Data for this task.
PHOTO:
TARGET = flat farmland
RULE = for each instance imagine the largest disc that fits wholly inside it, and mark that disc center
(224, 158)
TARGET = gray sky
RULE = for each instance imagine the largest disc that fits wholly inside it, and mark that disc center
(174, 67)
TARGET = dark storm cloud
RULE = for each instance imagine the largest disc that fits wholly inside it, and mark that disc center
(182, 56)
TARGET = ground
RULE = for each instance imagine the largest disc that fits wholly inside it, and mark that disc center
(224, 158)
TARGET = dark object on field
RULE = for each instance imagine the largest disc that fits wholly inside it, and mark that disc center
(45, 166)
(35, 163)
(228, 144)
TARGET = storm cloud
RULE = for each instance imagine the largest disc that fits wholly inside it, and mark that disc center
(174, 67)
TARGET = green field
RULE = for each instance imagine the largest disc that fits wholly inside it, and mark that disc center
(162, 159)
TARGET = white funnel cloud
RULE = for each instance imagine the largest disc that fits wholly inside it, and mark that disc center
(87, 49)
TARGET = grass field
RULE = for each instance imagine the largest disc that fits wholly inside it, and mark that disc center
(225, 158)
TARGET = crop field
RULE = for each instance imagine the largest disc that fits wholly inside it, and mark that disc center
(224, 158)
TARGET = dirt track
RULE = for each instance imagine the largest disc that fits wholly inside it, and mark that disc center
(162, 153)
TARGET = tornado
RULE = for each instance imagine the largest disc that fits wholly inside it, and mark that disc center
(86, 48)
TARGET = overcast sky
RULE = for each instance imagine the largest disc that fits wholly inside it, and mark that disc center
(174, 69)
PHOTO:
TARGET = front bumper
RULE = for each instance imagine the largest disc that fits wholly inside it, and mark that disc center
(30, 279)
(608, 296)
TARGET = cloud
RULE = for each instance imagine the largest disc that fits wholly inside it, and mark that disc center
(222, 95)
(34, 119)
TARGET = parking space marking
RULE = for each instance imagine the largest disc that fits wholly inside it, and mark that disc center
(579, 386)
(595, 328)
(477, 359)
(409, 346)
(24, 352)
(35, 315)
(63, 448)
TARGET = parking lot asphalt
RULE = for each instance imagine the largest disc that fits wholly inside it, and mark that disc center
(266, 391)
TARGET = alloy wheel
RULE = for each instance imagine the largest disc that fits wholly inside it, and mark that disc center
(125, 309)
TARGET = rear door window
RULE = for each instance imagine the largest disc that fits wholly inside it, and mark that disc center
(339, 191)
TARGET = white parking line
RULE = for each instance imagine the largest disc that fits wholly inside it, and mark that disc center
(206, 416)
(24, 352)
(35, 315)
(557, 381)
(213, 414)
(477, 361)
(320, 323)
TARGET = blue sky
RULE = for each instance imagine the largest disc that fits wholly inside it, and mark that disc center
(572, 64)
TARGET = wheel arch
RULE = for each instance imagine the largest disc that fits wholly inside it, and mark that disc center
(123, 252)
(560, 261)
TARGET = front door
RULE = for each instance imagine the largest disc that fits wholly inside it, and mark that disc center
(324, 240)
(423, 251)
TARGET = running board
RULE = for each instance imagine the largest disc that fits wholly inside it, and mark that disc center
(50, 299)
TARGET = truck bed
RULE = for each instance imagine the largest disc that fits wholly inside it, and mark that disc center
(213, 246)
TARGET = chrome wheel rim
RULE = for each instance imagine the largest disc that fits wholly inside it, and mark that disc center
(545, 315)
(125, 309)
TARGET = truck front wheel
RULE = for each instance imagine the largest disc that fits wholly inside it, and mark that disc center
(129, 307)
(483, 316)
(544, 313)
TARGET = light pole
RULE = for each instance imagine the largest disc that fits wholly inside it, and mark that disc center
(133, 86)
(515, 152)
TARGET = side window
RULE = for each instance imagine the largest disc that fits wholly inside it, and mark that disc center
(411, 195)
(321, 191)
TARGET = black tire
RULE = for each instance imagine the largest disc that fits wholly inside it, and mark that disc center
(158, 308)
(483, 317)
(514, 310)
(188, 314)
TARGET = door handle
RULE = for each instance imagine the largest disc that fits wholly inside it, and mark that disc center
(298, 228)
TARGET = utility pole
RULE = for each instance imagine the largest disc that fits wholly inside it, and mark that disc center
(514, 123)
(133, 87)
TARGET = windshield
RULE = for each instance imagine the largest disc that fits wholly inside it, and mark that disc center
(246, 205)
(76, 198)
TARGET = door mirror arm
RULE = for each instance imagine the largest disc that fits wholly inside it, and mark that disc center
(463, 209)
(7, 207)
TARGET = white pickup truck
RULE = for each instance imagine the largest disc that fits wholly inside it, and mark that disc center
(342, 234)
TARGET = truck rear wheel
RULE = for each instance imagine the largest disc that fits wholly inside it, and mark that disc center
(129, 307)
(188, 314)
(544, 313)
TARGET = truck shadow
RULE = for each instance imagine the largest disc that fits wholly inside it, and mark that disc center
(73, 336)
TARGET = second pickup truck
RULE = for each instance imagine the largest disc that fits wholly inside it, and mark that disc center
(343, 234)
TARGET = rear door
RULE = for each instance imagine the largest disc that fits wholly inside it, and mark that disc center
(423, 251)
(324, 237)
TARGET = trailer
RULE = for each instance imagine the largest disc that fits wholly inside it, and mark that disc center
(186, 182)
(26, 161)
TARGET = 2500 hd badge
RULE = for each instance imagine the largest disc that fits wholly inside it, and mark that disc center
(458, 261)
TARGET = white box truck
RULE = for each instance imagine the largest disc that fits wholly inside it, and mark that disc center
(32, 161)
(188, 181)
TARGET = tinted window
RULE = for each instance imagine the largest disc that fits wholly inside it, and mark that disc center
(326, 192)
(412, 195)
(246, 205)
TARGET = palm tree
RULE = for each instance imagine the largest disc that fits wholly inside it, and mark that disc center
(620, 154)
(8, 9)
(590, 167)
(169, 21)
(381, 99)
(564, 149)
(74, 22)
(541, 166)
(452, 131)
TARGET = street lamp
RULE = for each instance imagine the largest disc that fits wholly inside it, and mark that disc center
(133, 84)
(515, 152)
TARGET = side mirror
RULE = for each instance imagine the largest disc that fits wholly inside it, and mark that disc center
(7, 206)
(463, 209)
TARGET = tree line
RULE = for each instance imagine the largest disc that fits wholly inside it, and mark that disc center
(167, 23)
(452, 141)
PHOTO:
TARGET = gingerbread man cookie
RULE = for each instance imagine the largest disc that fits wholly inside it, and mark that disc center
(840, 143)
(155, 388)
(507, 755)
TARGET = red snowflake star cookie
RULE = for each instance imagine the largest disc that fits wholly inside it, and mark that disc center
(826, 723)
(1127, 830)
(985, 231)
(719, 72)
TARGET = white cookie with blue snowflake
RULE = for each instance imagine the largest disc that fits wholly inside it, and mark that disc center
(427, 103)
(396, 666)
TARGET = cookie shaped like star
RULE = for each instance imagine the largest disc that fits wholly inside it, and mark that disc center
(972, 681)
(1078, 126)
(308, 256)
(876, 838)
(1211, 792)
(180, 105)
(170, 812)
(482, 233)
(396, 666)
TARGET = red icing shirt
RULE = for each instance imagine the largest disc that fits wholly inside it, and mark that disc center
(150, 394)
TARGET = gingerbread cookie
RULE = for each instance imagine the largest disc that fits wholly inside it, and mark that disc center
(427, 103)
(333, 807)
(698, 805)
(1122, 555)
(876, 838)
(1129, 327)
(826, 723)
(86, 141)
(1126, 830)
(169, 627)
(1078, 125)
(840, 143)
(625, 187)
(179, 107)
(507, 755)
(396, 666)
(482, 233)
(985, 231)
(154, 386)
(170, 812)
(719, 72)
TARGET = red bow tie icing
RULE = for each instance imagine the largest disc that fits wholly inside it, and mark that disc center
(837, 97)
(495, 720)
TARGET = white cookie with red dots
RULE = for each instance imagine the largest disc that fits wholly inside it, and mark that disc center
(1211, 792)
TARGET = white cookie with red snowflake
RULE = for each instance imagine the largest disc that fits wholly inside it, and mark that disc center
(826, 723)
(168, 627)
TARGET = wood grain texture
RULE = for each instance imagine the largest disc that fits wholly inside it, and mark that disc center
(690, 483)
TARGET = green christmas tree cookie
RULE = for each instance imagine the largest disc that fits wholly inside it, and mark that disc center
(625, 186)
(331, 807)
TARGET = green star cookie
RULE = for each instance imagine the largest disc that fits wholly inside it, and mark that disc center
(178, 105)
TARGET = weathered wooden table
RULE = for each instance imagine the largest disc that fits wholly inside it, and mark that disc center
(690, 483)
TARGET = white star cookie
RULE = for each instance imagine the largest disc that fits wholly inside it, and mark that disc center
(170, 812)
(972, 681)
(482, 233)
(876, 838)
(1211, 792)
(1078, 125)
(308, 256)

Exercise.
Repeat exactly the lines from the line containing "TARGET = green christmas tree cookie" through the last line of the records above, including both, and nothing else.

Complete answer.
TARGET = green christmas tree cookie
RULE = for each instance imagine the largest disc that fits wholly inside it, and mark that disc center
(625, 186)
(331, 807)
TARGET = green star cookie
RULE = for each instance imagine the largest disc that fits wholly inside it, and mark that disc center
(178, 105)
TARGET = weathered wooden table
RULE = for each instance imagine the largest disc that fits wholly inside it, and mark that disc center
(690, 483)
TARGET = white star cookie
RULE = for each instance imagine the largest disc that fits wholly inside it, and mark that disc center
(170, 812)
(972, 681)
(482, 233)
(876, 838)
(1211, 792)
(1078, 125)
(308, 256)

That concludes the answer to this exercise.